As I sat down and regained my composure my little 6th grade protégé, an eager student of my infinite wisdom, caught my attention with a clever smirk and said rhetorically “Hey Dad, I thought we weren’t supposed to draw attention with all that cheering?”
“Wha-?” Oh sure, he picks this moment to show me he’s been listening. As the hypocracy of my unabashed enthusiastic outburst sank in, an I-gotcha grin spread across his face. “Yah, but did you see him?! That was my boy right there!” I boasted. “He use to be this big,” I would say cradling my hands together against my chest the way I used to hold all 3 pounds of him the first time he shot out of the gate… Come to think of it, that too was faster than expected.
“Okay. Soooo you can have a seat and the nurse will call you shortly”, she said politely.
We’d just finished at the registration desk and resigned to take our place among the other apathetic faces lining the walls of the waiting room. My freshman’s exam required a little lab work, but I had obviously failed to pick a quiet time at the walk-in clinic. As we sat there, I began to diagnose the other patients, profiling each one to assess their individual HIPAA-protected motivations for making us wait in line. The elderly came for blood work. Crying children likely had ear infections and were in need of antibiotics, their new mother’s welcoming the excuse to get the fuck out of the house. Older kids were probably due for immunizations, and a select few on crutches or favoring some injured limb were headed for x-rays. Damn. It should have been dead in there at 2:30 on a Thursday. I offered junior one of the tired old magazines from the news rack, but he waved it off. He was already plugged in with headphones blaring and content listening to god-knows-what poor excuse for whatever kids call music these days when a shrill scream pierced the wall beside us.
“That doesn’t sound good”, he deadpanned.
“What?”
“The kid in there.”
= = = = = = =
Copy the excerpt starting with "As I sat down" and going on through "she said politely.", swapping in "apprentice" wherever "protégé" appears.

(Image-grounded pointing data)
= = = = = = =
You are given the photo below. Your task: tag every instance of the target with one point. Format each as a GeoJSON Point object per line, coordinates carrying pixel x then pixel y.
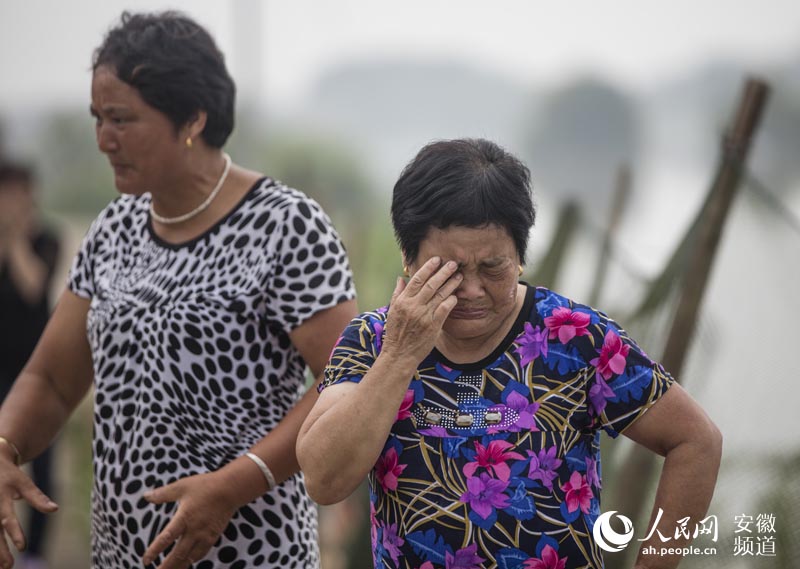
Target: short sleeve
{"type": "Point", "coordinates": [81, 273]}
{"type": "Point", "coordinates": [356, 350]}
{"type": "Point", "coordinates": [311, 271]}
{"type": "Point", "coordinates": [625, 383]}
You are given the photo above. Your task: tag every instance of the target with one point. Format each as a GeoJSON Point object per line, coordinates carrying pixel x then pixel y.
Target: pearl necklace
{"type": "Point", "coordinates": [202, 206]}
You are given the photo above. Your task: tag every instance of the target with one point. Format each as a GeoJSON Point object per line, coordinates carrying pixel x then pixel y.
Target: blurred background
{"type": "Point", "coordinates": [618, 109]}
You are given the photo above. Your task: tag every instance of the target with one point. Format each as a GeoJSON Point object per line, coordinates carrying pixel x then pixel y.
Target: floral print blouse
{"type": "Point", "coordinates": [497, 463]}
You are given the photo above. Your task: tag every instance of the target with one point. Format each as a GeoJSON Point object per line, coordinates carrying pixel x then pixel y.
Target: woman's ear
{"type": "Point", "coordinates": [195, 125]}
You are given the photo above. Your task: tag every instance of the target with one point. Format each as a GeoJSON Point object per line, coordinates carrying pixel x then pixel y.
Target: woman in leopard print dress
{"type": "Point", "coordinates": [195, 304]}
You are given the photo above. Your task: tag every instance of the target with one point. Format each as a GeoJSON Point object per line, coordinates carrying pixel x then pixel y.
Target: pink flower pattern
{"type": "Point", "coordinates": [493, 458]}
{"type": "Point", "coordinates": [579, 494]}
{"type": "Point", "coordinates": [548, 560]}
{"type": "Point", "coordinates": [613, 356]}
{"type": "Point", "coordinates": [518, 463]}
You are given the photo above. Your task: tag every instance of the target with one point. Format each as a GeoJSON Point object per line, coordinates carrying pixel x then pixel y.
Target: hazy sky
{"type": "Point", "coordinates": [45, 45]}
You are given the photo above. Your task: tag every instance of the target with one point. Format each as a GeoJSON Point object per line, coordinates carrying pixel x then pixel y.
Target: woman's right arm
{"type": "Point", "coordinates": [55, 379]}
{"type": "Point", "coordinates": [346, 430]}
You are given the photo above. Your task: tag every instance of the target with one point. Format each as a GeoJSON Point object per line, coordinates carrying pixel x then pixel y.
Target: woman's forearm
{"type": "Point", "coordinates": [32, 415]}
{"type": "Point", "coordinates": [684, 490]}
{"type": "Point", "coordinates": [344, 437]}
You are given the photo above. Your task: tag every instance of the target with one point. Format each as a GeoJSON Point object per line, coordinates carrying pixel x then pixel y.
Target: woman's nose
{"type": "Point", "coordinates": [470, 288]}
{"type": "Point", "coordinates": [106, 139]}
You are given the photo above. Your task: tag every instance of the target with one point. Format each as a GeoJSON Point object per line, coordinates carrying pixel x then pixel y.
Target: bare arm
{"type": "Point", "coordinates": [677, 428]}
{"type": "Point", "coordinates": [56, 378]}
{"type": "Point", "coordinates": [334, 461]}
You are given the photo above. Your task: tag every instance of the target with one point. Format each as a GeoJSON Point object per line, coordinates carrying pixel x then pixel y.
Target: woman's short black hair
{"type": "Point", "coordinates": [16, 173]}
{"type": "Point", "coordinates": [175, 66]}
{"type": "Point", "coordinates": [462, 182]}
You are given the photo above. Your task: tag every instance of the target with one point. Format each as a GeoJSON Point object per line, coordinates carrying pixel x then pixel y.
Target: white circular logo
{"type": "Point", "coordinates": [607, 538]}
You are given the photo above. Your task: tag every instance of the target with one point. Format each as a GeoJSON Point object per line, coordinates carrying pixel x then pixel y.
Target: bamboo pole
{"type": "Point", "coordinates": [549, 268]}
{"type": "Point", "coordinates": [618, 205]}
{"type": "Point", "coordinates": [637, 473]}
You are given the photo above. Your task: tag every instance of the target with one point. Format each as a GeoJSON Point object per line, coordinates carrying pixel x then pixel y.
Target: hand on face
{"type": "Point", "coordinates": [418, 310]}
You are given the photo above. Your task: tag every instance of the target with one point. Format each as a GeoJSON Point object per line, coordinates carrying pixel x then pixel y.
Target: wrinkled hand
{"type": "Point", "coordinates": [418, 309]}
{"type": "Point", "coordinates": [204, 510]}
{"type": "Point", "coordinates": [15, 485]}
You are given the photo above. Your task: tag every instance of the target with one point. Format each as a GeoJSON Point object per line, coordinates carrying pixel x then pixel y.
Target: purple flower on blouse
{"type": "Point", "coordinates": [392, 542]}
{"type": "Point", "coordinates": [548, 560]}
{"type": "Point", "coordinates": [466, 558]}
{"type": "Point", "coordinates": [525, 412]}
{"type": "Point", "coordinates": [493, 458]}
{"type": "Point", "coordinates": [543, 466]}
{"type": "Point", "coordinates": [612, 358]}
{"type": "Point", "coordinates": [564, 324]}
{"type": "Point", "coordinates": [578, 493]}
{"type": "Point", "coordinates": [532, 343]}
{"type": "Point", "coordinates": [599, 394]}
{"type": "Point", "coordinates": [591, 472]}
{"type": "Point", "coordinates": [484, 493]}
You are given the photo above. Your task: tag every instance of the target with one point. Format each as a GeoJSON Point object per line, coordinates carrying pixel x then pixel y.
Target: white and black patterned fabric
{"type": "Point", "coordinates": [193, 364]}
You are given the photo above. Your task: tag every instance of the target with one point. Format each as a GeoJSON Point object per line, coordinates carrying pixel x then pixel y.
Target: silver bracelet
{"type": "Point", "coordinates": [264, 470]}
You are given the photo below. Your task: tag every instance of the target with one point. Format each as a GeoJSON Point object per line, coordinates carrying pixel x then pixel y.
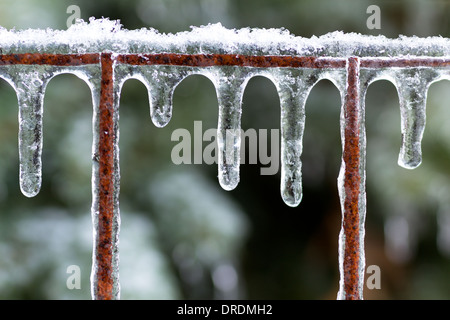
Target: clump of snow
{"type": "Point", "coordinates": [99, 35]}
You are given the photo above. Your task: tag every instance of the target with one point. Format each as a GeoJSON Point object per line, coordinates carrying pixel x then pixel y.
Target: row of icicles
{"type": "Point", "coordinates": [293, 86]}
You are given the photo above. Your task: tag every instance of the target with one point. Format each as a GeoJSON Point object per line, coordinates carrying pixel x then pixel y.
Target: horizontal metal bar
{"type": "Point", "coordinates": [49, 59]}
{"type": "Point", "coordinates": [209, 60]}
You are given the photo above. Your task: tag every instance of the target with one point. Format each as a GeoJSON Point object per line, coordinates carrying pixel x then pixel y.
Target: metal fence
= = = = = = =
**Exercise response**
As I sat down and regained my composure my little 6th grade apprentice, an eager student of my infinite wisdom, caught my attention with a clever smirk and said rhetorically “Hey Dad, I thought we weren’t supposed to draw attention with all that cheering?”
“Wha-?” Oh sure, he picks this moment to show me he’s been listening. As the hypocracy of my unabashed enthusiastic outburst sank in, an I-gotcha grin spread across his face. “Yah, but did you see him?! That was my boy right there!” I boasted. “He use to be this big,” I would say cradling my hands together against my chest the way I used to hold all 3 pounds of him the first time he shot out of the gate… Come to think of it, that too was faster than expected.
“Okay. Soooo you can have a seat and the nurse will call you shortly”, she said politely.